◆ **検討用本文**:
━━━━━━

この記事をまとめると
■赤いボディカラーが色褪せる原因を解説
■赤は紫外線をもっとも多く吸収する色なため塗装の劣化が激しいとされている
■最近のクルマでは余程適当な管理をしなければ劣化しずらくなっている
赤が色褪せる原因は紫外線にあった
車歴の長いクルマは、経時変化でそれなりの劣化が見られるようになるが、気になるもののひとつにボディ色の「色褪せ」がある。もちろん、屋根付き車庫での保管、こまめなワックスがけで維持された車両と、青空駐車、ワックスもかけたことのない車両では、劣化の度合いが大きく違ってくるのは言うまでもないが、長期間車両を維持する上で気になるのが、やはりボディ色の退色だ。
なかでも、見すぼらしく退色した例をよく目にするボディカラーが「赤色」だ。色焼けと表現する場合もある。黒や白、あるいは青、緑系の塗色ではなく、赤系の色褪せを多く目にするのはなぜだろうか? 少し科学的に考えてみることにした。
まず、人間の目が色を認識する仕組みだが、これは物体が反射する可視光線の種類によって違ってくる。言い換えれば、反射光の色を見ているわけで、すべての可視光線を反射する物体の色が白、逆にすべての可視光線を吸収する色が黒で、このほか一部の可視光線だけを反射する色が、「赤、橙、黄、緑、青、藍、紫」といった色相である。
さて、赤が色褪せてしまう理由を考えてみるが、赤は、赤い可視光線だけを反射することで認識される色で、逆にいうと、青系の色は吸収されることになる。可視光線は、もっとも波長の短いものが紫、長いものが赤となり、紫より短いもの(不可視)を紫外線、逆に赤より長いもの(不可視)を赤外線と識別している。

━━━━━━

◆ **提供情報**:
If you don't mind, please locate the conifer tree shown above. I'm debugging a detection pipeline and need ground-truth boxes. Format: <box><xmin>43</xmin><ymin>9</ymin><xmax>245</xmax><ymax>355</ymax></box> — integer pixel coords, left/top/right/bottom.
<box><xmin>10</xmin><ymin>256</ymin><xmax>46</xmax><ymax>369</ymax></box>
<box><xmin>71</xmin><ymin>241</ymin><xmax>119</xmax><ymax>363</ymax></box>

━━━━━━

◆ **実施課題**:
本文のうち「まず、人間の目が色を認識する」から「藍、紫」といった色相である。」までの箇所を、「人間の目」を「私たちの目」に変えて書き直してください。

◆ **回答文**:
まず、私たちの目が色を認識する仕組みだが、これは物体が反射する可視光線の種類によって違ってくる。言い換えれば、反射光の色を見ているわけで、すべての可視光線を反射する物体の色が白、逆にすべての可視光線を吸収する色が黒で、このほか一部の可視光線だけを反射する色が、「赤、橙、黄、緑、青、藍、紫」といった色相である。